_DATASET CONTENT_.
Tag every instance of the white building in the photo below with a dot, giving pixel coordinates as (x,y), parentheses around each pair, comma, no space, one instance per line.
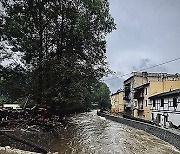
(165,108)
(12,106)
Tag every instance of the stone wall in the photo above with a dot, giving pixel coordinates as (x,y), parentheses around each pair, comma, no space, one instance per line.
(167,135)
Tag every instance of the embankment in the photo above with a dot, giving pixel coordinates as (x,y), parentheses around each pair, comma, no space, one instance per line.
(170,136)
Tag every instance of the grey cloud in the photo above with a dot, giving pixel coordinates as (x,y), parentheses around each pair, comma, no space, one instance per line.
(148,33)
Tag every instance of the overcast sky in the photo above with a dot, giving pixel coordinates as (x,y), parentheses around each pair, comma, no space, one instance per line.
(148,33)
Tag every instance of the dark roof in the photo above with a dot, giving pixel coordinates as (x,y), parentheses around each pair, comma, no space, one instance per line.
(117,92)
(173,92)
(141,86)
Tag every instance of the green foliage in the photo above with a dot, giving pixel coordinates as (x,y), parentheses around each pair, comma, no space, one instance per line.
(12,83)
(63,47)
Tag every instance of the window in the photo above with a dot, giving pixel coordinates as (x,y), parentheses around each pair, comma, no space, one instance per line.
(154,103)
(174,102)
(145,91)
(146,103)
(162,102)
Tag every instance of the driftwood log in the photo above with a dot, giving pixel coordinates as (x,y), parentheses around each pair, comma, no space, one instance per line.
(37,147)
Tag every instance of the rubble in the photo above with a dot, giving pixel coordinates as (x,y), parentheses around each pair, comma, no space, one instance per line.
(35,120)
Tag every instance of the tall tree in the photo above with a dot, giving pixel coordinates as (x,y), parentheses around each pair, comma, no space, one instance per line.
(62,43)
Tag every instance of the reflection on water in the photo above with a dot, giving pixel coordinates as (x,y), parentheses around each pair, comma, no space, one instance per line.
(88,133)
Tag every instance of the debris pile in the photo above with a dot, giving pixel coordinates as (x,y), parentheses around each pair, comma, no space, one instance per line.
(36,119)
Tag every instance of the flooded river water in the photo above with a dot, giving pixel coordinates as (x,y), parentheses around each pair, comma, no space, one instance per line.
(88,133)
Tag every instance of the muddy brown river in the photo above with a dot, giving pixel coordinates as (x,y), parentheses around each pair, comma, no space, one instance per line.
(88,133)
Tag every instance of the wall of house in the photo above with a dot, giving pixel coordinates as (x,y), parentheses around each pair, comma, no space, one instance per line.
(164,134)
(121,104)
(117,102)
(157,87)
(172,113)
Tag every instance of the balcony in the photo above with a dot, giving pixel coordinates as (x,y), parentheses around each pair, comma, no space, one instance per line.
(140,108)
(126,98)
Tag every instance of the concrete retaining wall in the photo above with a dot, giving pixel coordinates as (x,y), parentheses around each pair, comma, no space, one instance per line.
(167,135)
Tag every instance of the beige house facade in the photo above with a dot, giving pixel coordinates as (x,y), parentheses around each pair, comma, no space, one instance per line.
(142,107)
(140,78)
(117,104)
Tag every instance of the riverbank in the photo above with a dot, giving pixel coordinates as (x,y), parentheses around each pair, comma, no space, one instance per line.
(9,150)
(170,136)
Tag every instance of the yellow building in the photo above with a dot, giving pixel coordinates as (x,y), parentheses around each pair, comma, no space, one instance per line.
(142,93)
(117,102)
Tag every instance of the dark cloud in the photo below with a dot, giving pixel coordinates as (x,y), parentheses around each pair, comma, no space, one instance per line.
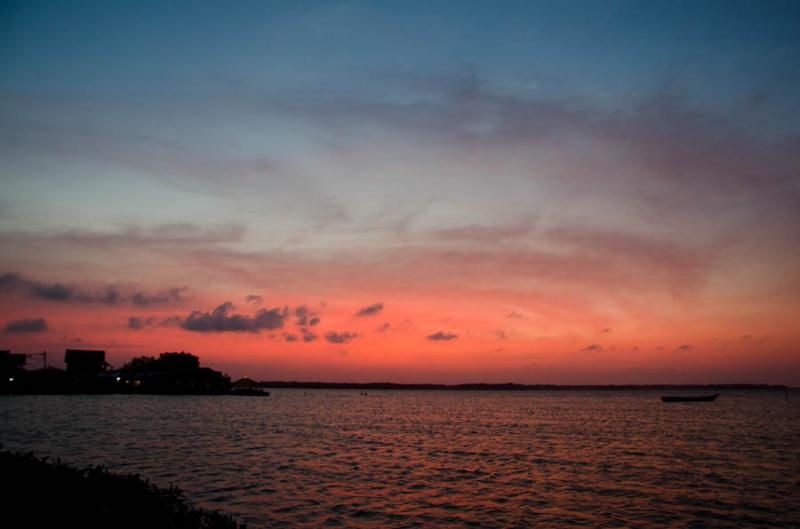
(135,322)
(13,283)
(140,322)
(305,316)
(339,337)
(308,336)
(221,319)
(26,325)
(441,336)
(370,310)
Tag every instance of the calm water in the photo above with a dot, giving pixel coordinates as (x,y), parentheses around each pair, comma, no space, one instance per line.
(441,459)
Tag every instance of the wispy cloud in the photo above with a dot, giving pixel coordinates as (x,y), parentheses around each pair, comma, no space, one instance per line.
(370,310)
(340,337)
(28,325)
(441,336)
(18,284)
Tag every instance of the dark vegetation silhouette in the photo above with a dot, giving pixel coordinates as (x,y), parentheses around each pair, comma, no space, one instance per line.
(42,493)
(176,373)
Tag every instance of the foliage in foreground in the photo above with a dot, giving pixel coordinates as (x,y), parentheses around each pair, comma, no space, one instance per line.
(42,493)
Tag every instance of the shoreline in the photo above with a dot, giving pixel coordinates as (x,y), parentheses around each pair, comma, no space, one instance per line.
(93,497)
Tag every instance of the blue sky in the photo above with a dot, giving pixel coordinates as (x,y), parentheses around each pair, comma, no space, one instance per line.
(565,152)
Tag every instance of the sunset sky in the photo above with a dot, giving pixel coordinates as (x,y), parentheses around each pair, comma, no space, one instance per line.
(556,192)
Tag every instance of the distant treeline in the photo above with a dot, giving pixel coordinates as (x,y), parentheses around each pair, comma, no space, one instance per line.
(513,387)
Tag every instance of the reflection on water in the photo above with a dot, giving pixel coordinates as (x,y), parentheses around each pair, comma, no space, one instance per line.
(440,459)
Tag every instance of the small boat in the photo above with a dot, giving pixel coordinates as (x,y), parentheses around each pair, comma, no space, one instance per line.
(704,398)
(250,391)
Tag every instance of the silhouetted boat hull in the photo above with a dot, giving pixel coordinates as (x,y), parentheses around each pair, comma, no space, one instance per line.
(251,392)
(704,398)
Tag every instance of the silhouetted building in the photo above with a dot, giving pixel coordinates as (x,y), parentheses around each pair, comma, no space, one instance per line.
(178,361)
(85,361)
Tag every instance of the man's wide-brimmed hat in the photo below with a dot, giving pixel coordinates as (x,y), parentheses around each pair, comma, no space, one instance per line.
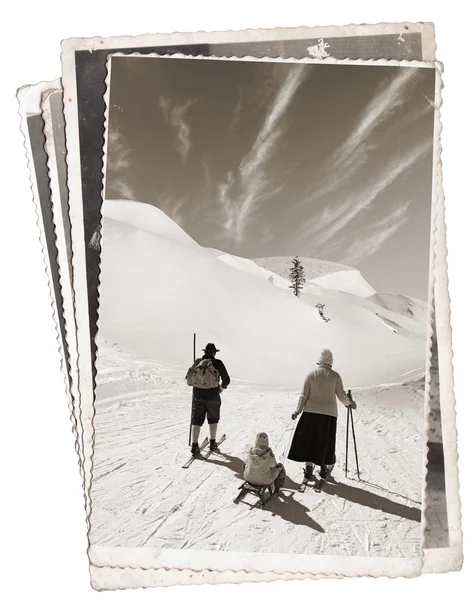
(210,348)
(326,358)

_TASK BRIEF_.
Give the listing again word for word. Skip every image.

_WRITTEN ANSWER_.
Tag every instance of the white building in the photo below with a dot, giving pixel coordinates as (x,y), parentheses around each pair, comma, no space, one instance per line.
(165,108)
(12,106)
Tag every instance of the stone wall in the photo above with a dot, giving pixel coordinates as (x,y), parentheses around each pair, comma, no space, one instance per line.
(167,135)
Tag every instance of the embankment in the photo above with a dot, giving pixel coordinates as (x,y), parentheses around each pair, comma, no space, one instance per line.
(170,136)
Tag every instance of the grey cloud in the photo above with a dot, giving pixel coordinates as (x,y), parentheses around each pair, comma, no space, one instance per line.
(148,33)
Tag every instance of the overcast sky in the photo above with a dot, giving pixel coordinates as (x,y), parentheses around each pair, comma, no space, one instance per line.
(148,33)
Tag every instance of the dark roof in the photo above with a dot, giving pixel coordinates as (x,y), parentheses around each pair, comma, no space, one instance per line.
(117,92)
(173,92)
(141,86)
Tag every instance of the green foliage in the photo above with a dot, giving pixel coordinates as (x,y), parentheses around each pair, comma, no space, one instance per line.
(12,83)
(63,47)
Tag every instance of the window in the photo above with a dot, giving pixel coordinates as (x,y), parentheses around each pair, comma, no space, one instance per line.
(154,103)
(174,102)
(145,91)
(146,103)
(162,102)
Tag every instance of the driftwood log in the photo above with a dot, giving pixel coordinates as (x,y), parentheses around each pair, comma, no space, one instance per line.
(37,147)
Tag every instance of the rubble in the photo above with a dot, giving pixel coordinates as (x,y), parentheses around each pair, comma, no space, one instance per line.
(35,120)
Tag every instance of the tall tree in the photo above with a dot, giving pixel coordinates as (x,y), parentheses around each pair, comma, no space, one instance per line.
(62,43)
Tag every instance of the reflection on water in the photo above with a dot, giving pixel coordinates as (x,y), parentheses around each pair, comma, no space, one instance per line.
(88,133)
Tag every instance of the debris pile in the photo above with a dot, giving pixel coordinates as (x,y), parentheses around each pair, comma, no space, one instance per line.
(36,119)
Tag every instance of the flooded river water in the photo above with a dot, giving pixel coordinates as (x,y), parentheses around each pair, comma, no space, one instance per line.
(88,133)
Tag every instance of the muddy brown river in the photo above with a dot, giving pixel coordinates as (x,y), parentheses around each pair, comma, no space, one instance per line.
(88,133)
Tag every instance of the wall of house in the photo above with a dot, giving pixel coordinates as (x,y), parentheses around each pair, comma, no space, one instance per line.
(164,134)
(121,104)
(117,102)
(157,87)
(172,113)
Tag every instance of the balcony in the photo above with a dot, giving pixel coordinates as (x,y), parentheses around each pair, comma, no space, one instance per line.
(140,108)
(126,98)
Tag every instance of the concrete retaining wall in the photo above with a dot, giving pixel coordinates as (x,y), parentheses around each pair, comma, no space, one instance per line.
(167,135)
Tag every instance of the beige house facade in the photo above with a dot, giving pixel coordinates as (x,y), parentheses around each pair, comma, no space, one instance per line.
(142,107)
(140,78)
(117,104)
Tag every instance of the riverbank in the photo above with a dot, giving pixel coordinates as (x,y), parentheses around each pair, comma, no space, one instance per line.
(9,150)
(170,136)
Tag every instance of the yellow building in the photo above with a dot, giving pixel coordinates as (x,y), parentheses around each pair, comma, no space, one instance per line.
(142,93)
(117,102)
Tag every instance of the dark cloud in the photo below with a dot, giving pixel coordinates as (x,y), parentheses around each pair, comma, no space, one instance per line.
(135,322)
(13,283)
(140,322)
(305,316)
(339,337)
(308,336)
(221,319)
(26,325)
(441,336)
(370,310)
Tag every instance of the calm water in the photo above with a dot, giving pixel coordinates as (x,y), parentheses around each pair, comma, no space, one instance per line.
(441,459)
Tag every instance of the wispy cloud in the photo above with a dot, giving pixel coordinates as (x,y), parentheses around each pair, comma, no space, one instance per line.
(370,310)
(340,337)
(28,325)
(441,336)
(18,284)
Tag every instance of the dark vegetation silhouette in the photo above with a dot, giving pixel coordinates as (x,y), parentheses around each pair, comma, no space, one instance per line.
(42,493)
(176,373)
Tag every instance of the foliage in foreground in the photo above with a dot, giving pixel coordinates as (x,y), parentheses around each pair, comma, no space, one instance per line.
(42,493)
Tag every instance of the shoreline in the photo above with a dot, giving pixel coordinates as (x,y), parentheses around each pair, comma, no space, one instance per line.
(93,497)
Tag every instance of the blue sky in the photo above with a dot, giving pixel coordinates as (x,y), parentheses around each pair, comma, no space, one instance per line.
(565,152)
Tag every instance of the sunset sky in the photo above with a dot, giving pixel coordinates as (x,y), parentheses around each pair, comma, no space, one instance per line.
(556,192)
Tag every instance of the distant treeline in the photo above with a dot, giving pixel coordinates as (x,y), parentheses around each pair, comma, no space, one instance per line.
(513,387)
Tag every instance of the reflection on water in the photo above with a dot, giving pixel coordinates as (x,y), parentheses around each pair, comma, no space, one instance per line.
(440,459)
Tag every instance of the small boat in the photo above with a dot, giving pixel coordinates as (x,y), parentheses around each pair, comma, no space, one instance per line.
(704,398)
(250,391)
Tag every instance of the silhouetted boat hull in the photo above with a dot, giving pixel coordinates as (x,y), parentheses around each pair, comma, no space, one instance per line.
(251,392)
(704,398)
Tag every instance of the silhouetted building in the photo above with a dot, giving pixel coordinates as (x,y), parentheses around each pair, comma, no space, one instance per line.
(178,361)
(85,361)
Tag every instance of the man's wide-brimmed hat in the photo below with a dot, giving pixel coordinates as (x,y), parentheses around each pair, comma, no space, one instance per line.
(210,348)
(326,358)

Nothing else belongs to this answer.